● **Exercise instructions**: Line by line, copy all of the data exactly.

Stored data
· · · · · · ·

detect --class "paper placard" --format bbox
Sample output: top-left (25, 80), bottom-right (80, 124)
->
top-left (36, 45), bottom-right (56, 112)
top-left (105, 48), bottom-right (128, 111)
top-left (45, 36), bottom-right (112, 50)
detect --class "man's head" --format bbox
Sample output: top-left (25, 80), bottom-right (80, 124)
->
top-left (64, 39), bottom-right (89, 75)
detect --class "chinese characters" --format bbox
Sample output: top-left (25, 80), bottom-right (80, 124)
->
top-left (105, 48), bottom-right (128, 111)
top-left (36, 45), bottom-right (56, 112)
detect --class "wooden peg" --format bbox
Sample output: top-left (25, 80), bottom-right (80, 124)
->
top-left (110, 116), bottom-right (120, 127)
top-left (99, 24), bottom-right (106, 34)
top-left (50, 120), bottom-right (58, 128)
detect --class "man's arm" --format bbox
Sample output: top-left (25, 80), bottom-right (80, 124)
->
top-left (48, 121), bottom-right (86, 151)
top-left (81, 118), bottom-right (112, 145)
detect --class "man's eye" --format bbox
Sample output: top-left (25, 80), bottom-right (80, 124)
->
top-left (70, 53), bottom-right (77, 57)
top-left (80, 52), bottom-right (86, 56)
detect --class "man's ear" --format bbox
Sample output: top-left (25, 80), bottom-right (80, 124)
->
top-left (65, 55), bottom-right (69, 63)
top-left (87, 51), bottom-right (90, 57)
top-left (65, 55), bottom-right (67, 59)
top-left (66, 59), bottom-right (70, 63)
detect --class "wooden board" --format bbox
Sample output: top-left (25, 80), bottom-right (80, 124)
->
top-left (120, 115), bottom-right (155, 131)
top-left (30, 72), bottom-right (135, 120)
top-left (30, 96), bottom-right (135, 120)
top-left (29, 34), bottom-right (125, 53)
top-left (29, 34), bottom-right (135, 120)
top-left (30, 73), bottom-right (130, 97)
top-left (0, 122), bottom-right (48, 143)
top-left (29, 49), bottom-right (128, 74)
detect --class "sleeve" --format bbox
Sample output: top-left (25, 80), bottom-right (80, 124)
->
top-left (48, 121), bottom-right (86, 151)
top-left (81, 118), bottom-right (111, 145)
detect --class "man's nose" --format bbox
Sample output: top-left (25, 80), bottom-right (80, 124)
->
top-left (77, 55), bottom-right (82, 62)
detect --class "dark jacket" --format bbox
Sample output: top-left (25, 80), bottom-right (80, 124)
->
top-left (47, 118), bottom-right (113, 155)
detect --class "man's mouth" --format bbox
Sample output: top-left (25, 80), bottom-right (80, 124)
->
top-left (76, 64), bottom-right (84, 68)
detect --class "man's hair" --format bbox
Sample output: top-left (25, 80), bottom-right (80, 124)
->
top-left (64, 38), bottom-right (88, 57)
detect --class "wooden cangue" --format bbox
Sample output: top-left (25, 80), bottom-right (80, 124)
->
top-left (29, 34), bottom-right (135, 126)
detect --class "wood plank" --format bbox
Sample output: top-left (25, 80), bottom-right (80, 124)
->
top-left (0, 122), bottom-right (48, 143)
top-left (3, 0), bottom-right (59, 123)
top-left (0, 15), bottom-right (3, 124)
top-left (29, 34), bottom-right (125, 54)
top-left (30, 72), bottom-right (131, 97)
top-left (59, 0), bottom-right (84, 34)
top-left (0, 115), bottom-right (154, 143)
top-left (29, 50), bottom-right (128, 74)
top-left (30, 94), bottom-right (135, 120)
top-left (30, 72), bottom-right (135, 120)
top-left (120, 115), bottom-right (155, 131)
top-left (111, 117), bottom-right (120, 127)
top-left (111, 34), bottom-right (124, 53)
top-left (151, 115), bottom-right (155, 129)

· · · · · · ·

● **Response**:
detect --class "paper placard" --format bbox
Sample output: top-left (25, 80), bottom-right (80, 124)
->
top-left (36, 45), bottom-right (56, 112)
top-left (105, 48), bottom-right (128, 111)
top-left (45, 36), bottom-right (112, 50)
detect --class "man's head" --format bbox
Sample output: top-left (25, 80), bottom-right (80, 124)
->
top-left (64, 39), bottom-right (89, 75)
detect --class "chinese characters" --format bbox
Sample output: top-left (25, 80), bottom-right (80, 124)
->
top-left (105, 48), bottom-right (128, 111)
top-left (36, 45), bottom-right (56, 112)
detect --class "wooden peg" --format bbox
Sample output: top-left (25, 80), bottom-right (80, 124)
->
top-left (110, 116), bottom-right (120, 127)
top-left (99, 24), bottom-right (106, 34)
top-left (50, 120), bottom-right (58, 128)
detect --class "man's arm" --format bbox
Sample output: top-left (25, 80), bottom-right (80, 124)
->
top-left (48, 121), bottom-right (86, 151)
top-left (81, 118), bottom-right (112, 145)
detect --class "man's eye" --format bbox
Sample output: top-left (25, 80), bottom-right (80, 124)
->
top-left (70, 53), bottom-right (77, 57)
top-left (80, 52), bottom-right (86, 56)
detect --class "man's ear" --format bbox
Sample output: top-left (25, 80), bottom-right (80, 124)
->
top-left (65, 55), bottom-right (69, 63)
top-left (87, 51), bottom-right (90, 57)
top-left (65, 55), bottom-right (67, 59)
top-left (66, 59), bottom-right (70, 63)
detect --class "wooden board" --format bbox
Sample output: top-left (25, 80), bottom-right (80, 124)
->
top-left (120, 115), bottom-right (155, 131)
top-left (30, 72), bottom-right (135, 120)
top-left (30, 96), bottom-right (135, 120)
top-left (29, 34), bottom-right (125, 53)
top-left (29, 34), bottom-right (135, 120)
top-left (30, 73), bottom-right (130, 97)
top-left (0, 122), bottom-right (48, 143)
top-left (29, 49), bottom-right (128, 74)
detect --class "sleeve" --format bbox
Sample output: top-left (25, 80), bottom-right (80, 124)
->
top-left (48, 121), bottom-right (86, 151)
top-left (81, 118), bottom-right (111, 145)
detect --class "man's nose" --format bbox
Sample output: top-left (25, 80), bottom-right (80, 124)
->
top-left (77, 55), bottom-right (82, 62)
detect --class "dark jacket" --format bbox
Sample output: top-left (25, 80), bottom-right (80, 124)
->
top-left (47, 118), bottom-right (113, 155)
detect --class "man's mouth" --format bbox
Sample output: top-left (25, 80), bottom-right (80, 124)
->
top-left (76, 64), bottom-right (84, 68)
detect --class "man's hair" --format bbox
Sample output: top-left (25, 80), bottom-right (80, 124)
->
top-left (64, 38), bottom-right (88, 57)
detect --class "wooden cangue" --format bbox
Sample output: top-left (25, 80), bottom-right (80, 124)
->
top-left (29, 34), bottom-right (135, 126)
detect --class "wood plank" --format bbox
Sample output: top-left (25, 80), bottom-right (80, 124)
->
top-left (0, 122), bottom-right (48, 143)
top-left (3, 0), bottom-right (59, 123)
top-left (0, 15), bottom-right (3, 124)
top-left (29, 34), bottom-right (125, 54)
top-left (30, 72), bottom-right (131, 97)
top-left (59, 0), bottom-right (84, 34)
top-left (0, 115), bottom-right (154, 143)
top-left (29, 50), bottom-right (128, 74)
top-left (30, 94), bottom-right (135, 120)
top-left (30, 72), bottom-right (135, 120)
top-left (120, 115), bottom-right (155, 131)
top-left (111, 117), bottom-right (120, 127)
top-left (111, 34), bottom-right (124, 53)
top-left (151, 115), bottom-right (155, 129)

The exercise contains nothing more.